(Beginning of READING PASSAGE)
There are several methods to diagnose meningeal syphilis. One of the most common ways include visualizing the organisms by immunofluorescence and dark field microscopy. Dark field microscopy initially had the finding that the spirochete has a corkscrew appearance and that it is spirillar and gram (-) bacteria. Another method would also be through the screening test and serology. Serology includes two types of antibody test: Nontreponemal antibody test and Treponemal antibody test (specific test). The Nontreponemal antibody test screens with VDRL (Venereal Disease Research Lab) and RPR (Rapid Plasma Reagin). The Treponemal antibody test (specific test) confirms with FTA-ABS (Fluorescent treponemal antibody-absorption). Brain imaging and MRI scans may be used when diagnosing patients; however, they do not prove to be as effective as specific tests. Specific tests for treponemal antibody are typically more expensive because the earliest antibodies bind to spirochetes. These tests are usually more specific and remain positive in patients with other treponemal diseases.
(End of READING PASSAGE)
(Beginning of SOURCE INFORMATION)
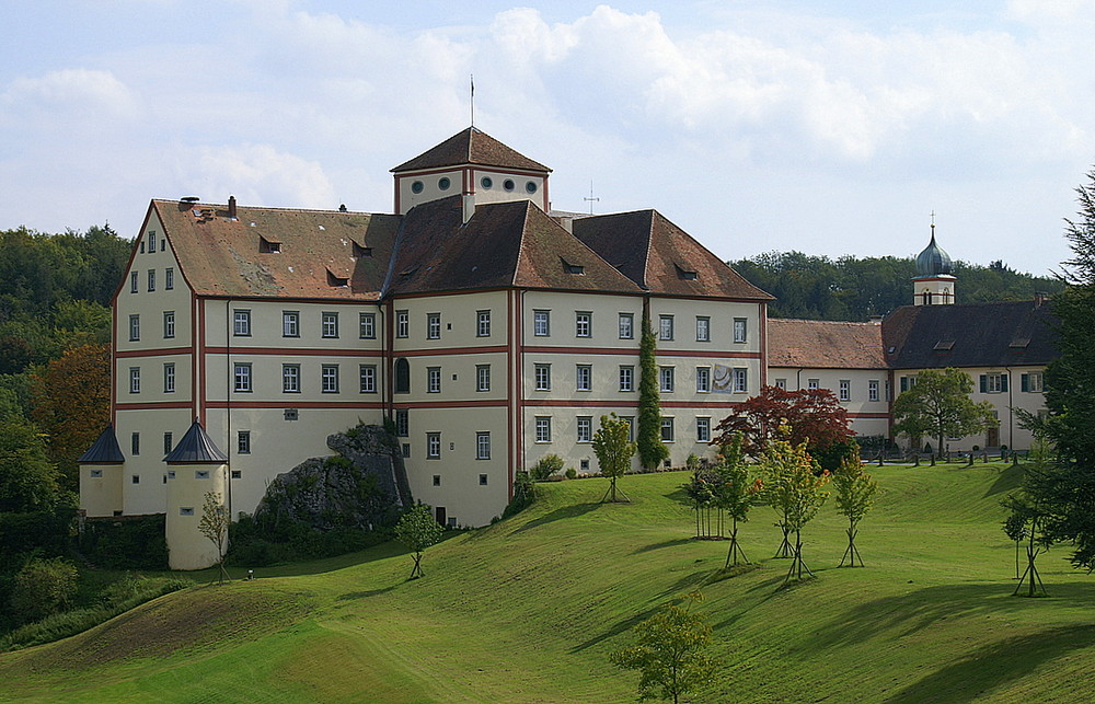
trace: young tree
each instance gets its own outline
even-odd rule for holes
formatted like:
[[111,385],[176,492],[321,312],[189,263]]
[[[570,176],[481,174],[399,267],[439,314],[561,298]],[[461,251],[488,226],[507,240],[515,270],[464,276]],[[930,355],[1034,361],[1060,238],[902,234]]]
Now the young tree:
(End of SOURCE INFORMATION)
Answer these questions from the passage on diagnosing meningeal syphilis.
(a) What appearance did dark field microscopy first show the spirochete to have?
(b) Which two tests does the Nontreponemal antibody test use for screening?
(c) Which test does the Treponemal antibody test use for confirmation?

TASK RESPONSE >>
(a) A corkscrew appearance.
(b) VDRL (Venereal Disease Research Lab) and RPR (Rapid Plasma Reagin).
(c) FTA-ABS (Fluorescent treponemal antibody-absorption).